Given task 1 —
Reproduce the passage of the contractor-management thread starting with "Also I always" and going on through "a job interview.".

Document —
┄┄┄┄┄┄┄┄┄┄┄┄┄┄┄┄┄┄┄┄

Ask HN: How do you manage your contractors? - jsarch

For those of you hiring contractors to perform work for your startup, what are some tips you have for managing them?<p>In trying to <i>not</i> micro-manage their progress, I've recently ended up with one contract extending from 2 weeks to 4 weeks, and another that needed to be canceled after 2 weeks of no progress.<p>From their resumes, these contractors were qualified, but what recommendations do you have to help me make sure that the job is completed and delivered on schedule?
======
curt
Be VERY specific, I primarily used contracted and outsourced work and found
that communications was the main problem. I wrote and communicated one thing
and they thought I meant another. So what I learned to do was be very specific
and breakdown each deliverable into small chunks so if there is a miss
communication, the time lost is minimized.

Also I always contacted 1 or 2 previous customers (depending on the project
size) to see how the operated. Specifically finding out whether they were able
to deliver what they said. During the interview phase I would often quiz them
about how they would design/accomplish a task to understand their thought
process, treat it just like a job interview.

Another tip was to use IM, while I found they didn't want to bug you with a
phone call. A quick IM from them when they have a question can avoid a lot of
hassles.

Never make assumptions, especially when dealing with another culture. After
making this mistake twice while outsourcing development to India, I never did
again. Even simple terminology such as drag-and-drop can mean completely
different things between cultures.

┄┄┄┄┄┄┄┄┄┄┄┄┄┄┄┄┄┄┄┄

Listed records —
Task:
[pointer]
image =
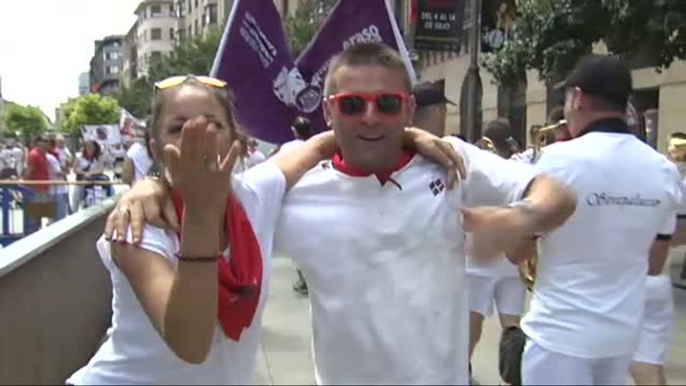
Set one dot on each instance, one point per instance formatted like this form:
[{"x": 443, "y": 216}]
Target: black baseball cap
[
  {"x": 601, "y": 75},
  {"x": 427, "y": 94}
]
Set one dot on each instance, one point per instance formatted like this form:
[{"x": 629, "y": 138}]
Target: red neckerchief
[
  {"x": 383, "y": 177},
  {"x": 240, "y": 279}
]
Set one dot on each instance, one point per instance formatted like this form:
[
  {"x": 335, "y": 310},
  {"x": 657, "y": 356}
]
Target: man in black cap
[
  {"x": 584, "y": 320},
  {"x": 431, "y": 108}
]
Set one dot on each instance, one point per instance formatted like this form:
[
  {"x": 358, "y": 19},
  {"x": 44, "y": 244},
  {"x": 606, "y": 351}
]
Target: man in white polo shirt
[
  {"x": 380, "y": 239},
  {"x": 584, "y": 319}
]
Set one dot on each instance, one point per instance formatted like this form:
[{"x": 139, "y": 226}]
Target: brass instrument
[{"x": 527, "y": 269}]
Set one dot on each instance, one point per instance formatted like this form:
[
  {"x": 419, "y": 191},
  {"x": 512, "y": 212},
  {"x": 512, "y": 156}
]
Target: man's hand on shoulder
[{"x": 148, "y": 201}]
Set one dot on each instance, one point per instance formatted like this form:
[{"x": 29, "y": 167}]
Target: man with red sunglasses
[{"x": 379, "y": 237}]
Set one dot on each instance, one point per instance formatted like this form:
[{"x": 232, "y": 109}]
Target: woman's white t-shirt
[
  {"x": 134, "y": 353},
  {"x": 141, "y": 161}
]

┄┄┄┄┄┄┄┄┄┄┄┄┄┄┄┄┄┄┄┄

Given task 2 —
Collect every line in the records that contains the word "black".

Correct output 1 —
Also I always contacted 1 or 2 previous customers (depending on the project
size) to see how the operated. Specifically finding out whether they were able
to deliver what they said. During the interview phase I would often quiz them
about how they would design/accomplish a task to understand their thought
process, treat it just like a job interview.

Correct output 2 —
Target: black baseball cap
Target: man in black cap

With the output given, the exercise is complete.